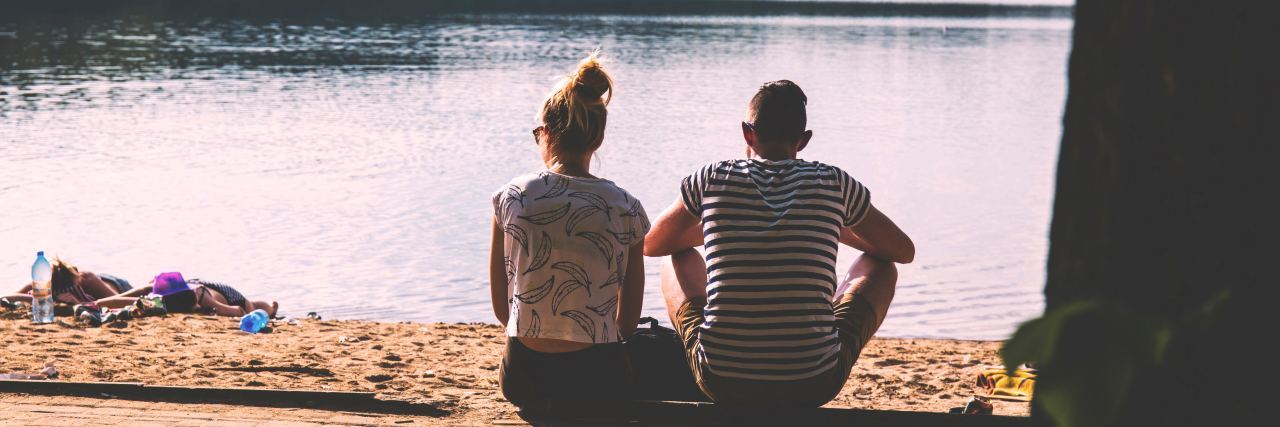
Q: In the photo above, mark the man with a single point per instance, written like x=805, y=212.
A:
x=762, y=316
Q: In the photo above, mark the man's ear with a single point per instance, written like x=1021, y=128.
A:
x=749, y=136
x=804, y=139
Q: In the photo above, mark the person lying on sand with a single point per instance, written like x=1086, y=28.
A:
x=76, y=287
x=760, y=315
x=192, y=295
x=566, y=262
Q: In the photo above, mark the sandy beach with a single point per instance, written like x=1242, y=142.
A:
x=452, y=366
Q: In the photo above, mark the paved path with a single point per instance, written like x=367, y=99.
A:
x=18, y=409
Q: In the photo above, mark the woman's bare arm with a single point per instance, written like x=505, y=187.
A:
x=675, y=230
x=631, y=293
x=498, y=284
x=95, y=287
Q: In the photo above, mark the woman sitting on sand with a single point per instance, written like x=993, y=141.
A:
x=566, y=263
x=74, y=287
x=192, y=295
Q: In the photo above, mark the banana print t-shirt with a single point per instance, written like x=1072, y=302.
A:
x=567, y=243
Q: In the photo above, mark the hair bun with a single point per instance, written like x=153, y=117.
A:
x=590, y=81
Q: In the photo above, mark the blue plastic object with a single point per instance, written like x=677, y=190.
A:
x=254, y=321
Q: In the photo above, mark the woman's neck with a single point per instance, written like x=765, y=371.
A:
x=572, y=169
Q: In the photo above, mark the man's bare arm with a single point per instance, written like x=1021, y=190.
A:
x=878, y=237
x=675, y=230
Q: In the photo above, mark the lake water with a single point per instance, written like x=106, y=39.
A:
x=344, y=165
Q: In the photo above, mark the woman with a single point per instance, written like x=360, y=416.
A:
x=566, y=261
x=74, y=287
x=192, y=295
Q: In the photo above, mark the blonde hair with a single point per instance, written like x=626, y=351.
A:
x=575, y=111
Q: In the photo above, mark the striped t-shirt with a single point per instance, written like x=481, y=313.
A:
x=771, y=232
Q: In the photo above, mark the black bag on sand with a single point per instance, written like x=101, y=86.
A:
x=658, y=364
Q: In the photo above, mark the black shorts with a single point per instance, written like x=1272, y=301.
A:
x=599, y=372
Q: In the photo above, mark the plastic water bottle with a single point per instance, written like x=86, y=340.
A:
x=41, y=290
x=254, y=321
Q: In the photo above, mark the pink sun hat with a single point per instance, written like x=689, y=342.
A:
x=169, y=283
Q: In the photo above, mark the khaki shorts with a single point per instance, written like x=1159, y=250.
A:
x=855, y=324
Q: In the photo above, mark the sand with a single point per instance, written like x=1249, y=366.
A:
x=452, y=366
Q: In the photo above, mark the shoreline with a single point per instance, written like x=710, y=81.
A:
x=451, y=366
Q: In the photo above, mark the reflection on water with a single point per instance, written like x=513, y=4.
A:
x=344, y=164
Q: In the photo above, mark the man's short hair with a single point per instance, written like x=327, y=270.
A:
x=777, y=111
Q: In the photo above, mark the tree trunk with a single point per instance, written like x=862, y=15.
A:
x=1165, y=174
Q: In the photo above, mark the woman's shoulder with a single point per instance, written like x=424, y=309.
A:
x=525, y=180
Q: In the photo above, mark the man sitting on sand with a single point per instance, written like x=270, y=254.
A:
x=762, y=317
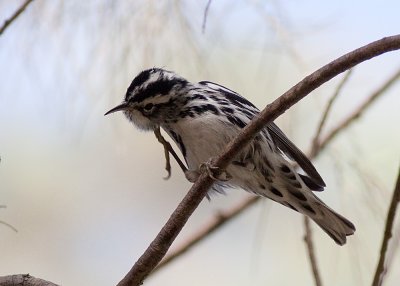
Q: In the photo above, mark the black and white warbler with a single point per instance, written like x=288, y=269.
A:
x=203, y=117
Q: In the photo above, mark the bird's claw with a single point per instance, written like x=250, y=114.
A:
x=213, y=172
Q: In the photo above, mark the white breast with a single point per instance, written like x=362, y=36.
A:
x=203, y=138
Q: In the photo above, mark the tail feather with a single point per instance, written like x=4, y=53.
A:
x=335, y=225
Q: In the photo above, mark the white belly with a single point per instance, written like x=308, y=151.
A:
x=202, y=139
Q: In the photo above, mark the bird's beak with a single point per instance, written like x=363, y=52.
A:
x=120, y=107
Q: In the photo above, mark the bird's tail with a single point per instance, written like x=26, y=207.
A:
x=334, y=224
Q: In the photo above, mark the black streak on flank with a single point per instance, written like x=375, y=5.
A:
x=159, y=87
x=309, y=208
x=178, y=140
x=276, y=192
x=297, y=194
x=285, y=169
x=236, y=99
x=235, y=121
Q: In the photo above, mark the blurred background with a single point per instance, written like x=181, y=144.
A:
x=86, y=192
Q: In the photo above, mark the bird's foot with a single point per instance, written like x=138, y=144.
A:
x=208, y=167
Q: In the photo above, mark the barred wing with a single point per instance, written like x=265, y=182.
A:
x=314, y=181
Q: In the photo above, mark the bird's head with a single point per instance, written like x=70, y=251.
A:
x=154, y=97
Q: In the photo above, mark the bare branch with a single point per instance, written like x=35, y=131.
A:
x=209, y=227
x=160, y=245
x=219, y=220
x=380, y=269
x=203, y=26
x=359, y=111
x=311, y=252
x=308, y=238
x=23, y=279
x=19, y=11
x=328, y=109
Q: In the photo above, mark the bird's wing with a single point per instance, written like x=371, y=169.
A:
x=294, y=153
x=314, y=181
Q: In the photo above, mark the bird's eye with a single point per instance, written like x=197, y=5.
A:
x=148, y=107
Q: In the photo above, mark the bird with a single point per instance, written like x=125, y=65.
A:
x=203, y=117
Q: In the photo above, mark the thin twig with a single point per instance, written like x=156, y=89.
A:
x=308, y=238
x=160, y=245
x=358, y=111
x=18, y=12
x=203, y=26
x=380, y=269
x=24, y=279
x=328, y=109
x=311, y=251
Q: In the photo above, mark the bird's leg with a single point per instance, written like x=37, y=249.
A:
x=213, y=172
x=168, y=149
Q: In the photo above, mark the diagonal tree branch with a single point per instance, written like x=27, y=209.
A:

▶ _WHAT TO WORK ON_
With the pictures removed, repeat the listing above exactly as it stands.

▶ _ANSWER TO THE PROBLEM_
Q: In the photo above, mark the man with a single point per instance, written like x=805, y=212.
A:
x=762, y=316
Q: In the photo above, mark the man's ear with a single point per instance, written like x=1021, y=128.
A:
x=749, y=136
x=804, y=139
Q: In the photo above, mark the person lying on sand with a single point per instance, written like x=1086, y=28.
A:
x=76, y=287
x=760, y=315
x=192, y=295
x=566, y=262
Q: In the photo above, mark the sandy beach with a single point per instance, written like x=1242, y=142.
A:
x=452, y=366
Q: In the photo above, mark the paved path with a single point per instance, written like x=367, y=99.
A:
x=18, y=409
Q: In the photo above, mark the woman's bare arm with a single point per instance, written like x=505, y=187.
A:
x=675, y=230
x=631, y=293
x=498, y=284
x=95, y=287
Q: In the photo above, mark the woman sitting on sand with a single point per instance, written like x=993, y=141.
A:
x=566, y=263
x=74, y=287
x=192, y=295
Q: In the photo above, mark the banana print t-shirt with a single point per instance, written like x=1072, y=302.
A:
x=567, y=243
Q: In the photo above, mark the hair bun with a single point per instance, written like x=153, y=117.
A:
x=590, y=81
Q: In the photo above, mark the blue plastic object with a single point per instance, written like x=677, y=190.
A:
x=254, y=321
Q: In the photo above, mark the woman's neck with a single point per instance, written like x=765, y=371.
A:
x=572, y=169
Q: In the photo above, mark the man's bare arm with a single point per instance, written like x=1021, y=190.
A:
x=878, y=237
x=675, y=230
Q: In the photo above, mark the lake water with a single point per instance, written like x=106, y=39.
A:
x=344, y=165
Q: In the photo above, mark the woman with a single point per instance, written like x=360, y=416.
A:
x=566, y=261
x=74, y=287
x=192, y=295
Q: In the photo above, mark the blonde hair with a single point per instance, written like x=626, y=351.
A:
x=575, y=111
Q: In the photo above, mark the striped t-shirt with a single point per instance, written like x=481, y=313.
A:
x=771, y=232
Q: In the photo above, mark the black bag on sand with a single point per instance, written like x=101, y=86.
A:
x=658, y=364
Q: In the photo above, mark the black shorts with a single point per instance, written like x=1272, y=301.
A:
x=599, y=372
Q: In the photo above, mark the plastic water bottle with a single point per instance, written like x=86, y=340.
A:
x=41, y=290
x=254, y=321
Q: In the photo above, mark the pink sun hat with a single point per instance, written like x=689, y=342.
A:
x=169, y=283
Q: In the photo above, mark the khaki shorts with a single point per instance, written like x=1159, y=250.
A:
x=855, y=324
Q: In the photo above, mark the sand with a single point per instance, written like x=1249, y=366.
A:
x=452, y=366
Q: In the photo above, mark the shoreline with a single point per instance, written like x=710, y=81.
A:
x=451, y=366
Q: In the photo above, mark the reflection on water with a single point per instance, written like x=513, y=4.
A:
x=344, y=164
Q: In the photo above, mark the man's short hair with a single point per instance, written like x=327, y=270.
A:
x=777, y=111
Q: In the photo above, mark the tree trunk with a single point per instance, written like x=862, y=15.
A:
x=1165, y=174
Q: In the photo above, mark the woman's shoulder with a single point per instance, written like x=424, y=309.
A:
x=525, y=180
Q: In the photo above, mark the man sitting on sand with a single point per instance, written like x=270, y=254.
A:
x=762, y=317
Q: In the photo above, mark the black and white warbler with a single point per instance, written like x=288, y=269.
A:
x=203, y=117
Q: In the photo above, mark the bird's claw with a single point per instance, written like x=250, y=114.
A:
x=213, y=172
Q: In the photo above, mark the white breast with a single point per instance, written like x=362, y=36.
A:
x=203, y=138
Q: In the photo above, mark the tail feather with a single point per instance, written like x=4, y=53.
A:
x=335, y=225
Q: In the photo above, mark the white belly with a single point per instance, written like x=308, y=151.
A:
x=202, y=139
Q: In the photo above, mark the bird's beak with a single point per instance, written like x=363, y=52.
A:
x=120, y=107
Q: In the photo above, mark the bird's tail with a single point per instance, written like x=26, y=207.
A:
x=334, y=224
Q: In the photo above, mark the black streak on flank with a single point per instance, written like x=375, y=5.
A:
x=159, y=87
x=309, y=208
x=178, y=140
x=276, y=192
x=297, y=194
x=285, y=169
x=236, y=99
x=235, y=121
Q: In the photo above, mark the blurred background with a single point per instance, written like x=181, y=144.
A:
x=86, y=192
Q: In the photo above, mark the bird's foot with a single point per instance, written like x=138, y=144.
A:
x=208, y=167
Q: In the photo above, mark the barred wing with a single point per instance, written like x=265, y=182.
A:
x=314, y=181
Q: In the photo above, mark the bird's head with a single point per instance, written like x=70, y=251.
A:
x=154, y=97
Q: In the photo above, mark the bare branch with a single point per instance, written like x=35, y=131.
A:
x=209, y=227
x=160, y=245
x=219, y=220
x=380, y=269
x=203, y=26
x=359, y=111
x=311, y=252
x=308, y=238
x=23, y=279
x=19, y=11
x=328, y=109
Q: In the photo above, mark the bird's wing with a single point per instance, written like x=371, y=169.
A:
x=294, y=153
x=314, y=181
Q: In the photo above, mark the bird's eye with a single point per instance, written like x=197, y=5.
A:
x=148, y=107
Q: In the photo above, mark the bird with a single point per instance, written like x=125, y=65.
A:
x=203, y=117
Q: In the photo above, mark the thin twig with a single point per instance, written like x=156, y=89.
A:
x=308, y=238
x=160, y=245
x=358, y=111
x=18, y=12
x=203, y=26
x=380, y=269
x=24, y=279
x=328, y=109
x=311, y=251
Q: In the photo above, mark the bird's leg with a single point per instance, written like x=37, y=249.
A:
x=213, y=172
x=168, y=149
Q: In the photo above, mark the diagonal tree branch with a single point per instance, written like x=27, y=209.
A:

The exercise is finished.